EXERCISE INSTRUCTIONS:
A) In the farm bill thread, which fish is Grateful11's wife going to substitute for Tilapia?
B) Please print the farm bill thread word for word, beginning at the words "Had a chuckle" and stopping after "some item descriptions.".

ARTICLE:
::::

# NCBA Opposes Farm Bill



## Vol (Jul 5, 2009)

MCOOL

Regards, Mike

http://www.agweb.com/article/ncba_opposes_farm_bill_NAA_News_Release/


----------



## hillside hay (Feb 4, 2013)

Had a chuckle about the swivel chair with adjustable height settings. LOL what an odd retaliatory item


----------



## Vol (Jul 5, 2009)

That was amusing.....they really went into great detail in some item descriptions.

Regards, Mike


----------



## Maryland Ridge Farms (Mar 1, 2009)

The NCBA is not cattlemen its packers!


----------



## Grateful11 (Apr 5, 2009)

I don't know about y'all but I kinda like to know where my food is coming from. We were in Aldi Foods the other day and the only fish they had that wasn't from China or Vietnam was Whiting and it was labeled Product of USA. I'm not buying seafood marked from Asia, beef either for that matter. My wife had a new recipe for Tilapia and she's going substitute Whiting for the Tilapia.

Crap even most Hershey chocolate is coming from Mexico now, somebeachs. I guess they can save a few cents per Chocolate Miniature or Kiss by having it made in Mexico.


----------



## somedevildawg (Jun 20, 2011)

Grateful11 said:


> I don't know about y'all but I kinda like to know where my food is coming from. We were in Aldi Foods the other day and the only fish they had that wasn't from China or Vietnam was Whiting and it was labeled Product of USA. I'm not buying seafood marked from Asia, beef either for that matter. My wife had a new recipe for Tilapia and she's going substitute Whiting for the Tilapia.
> 
> Crap even most Hershey chocolate is coming from Mexico now, somebeachs. I guess they can save a few cents per Chocolate Miniature or Kiss by having it made in Mexico.


I don't eat tilapia period....don't matter where it came from....ever seen Dirty Jobs? You'll not want to check out the segment on sewage treatment facilities......

::::

MATERIAL:
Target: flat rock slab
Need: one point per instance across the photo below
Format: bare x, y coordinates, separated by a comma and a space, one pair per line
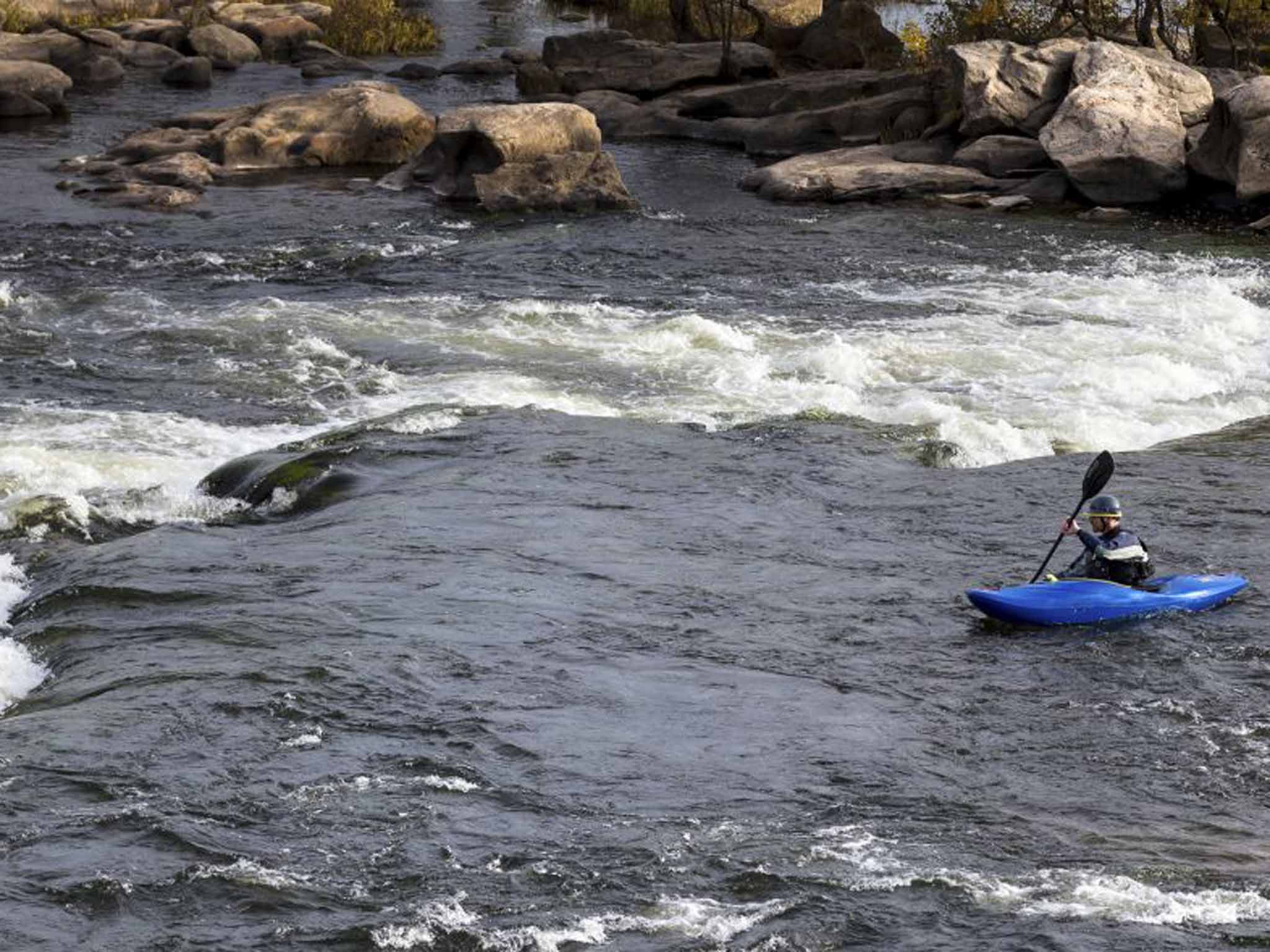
861, 175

::::

EXERCISE RESULTS:
A) Whiting

B)
Had a chuckle about the swivel chair with adjustable height settings. LOL what an odd retaliatory item


----------



## Vol (Jul 5, 2009)

That was amusing.....they really went into great detail in some item descriptions.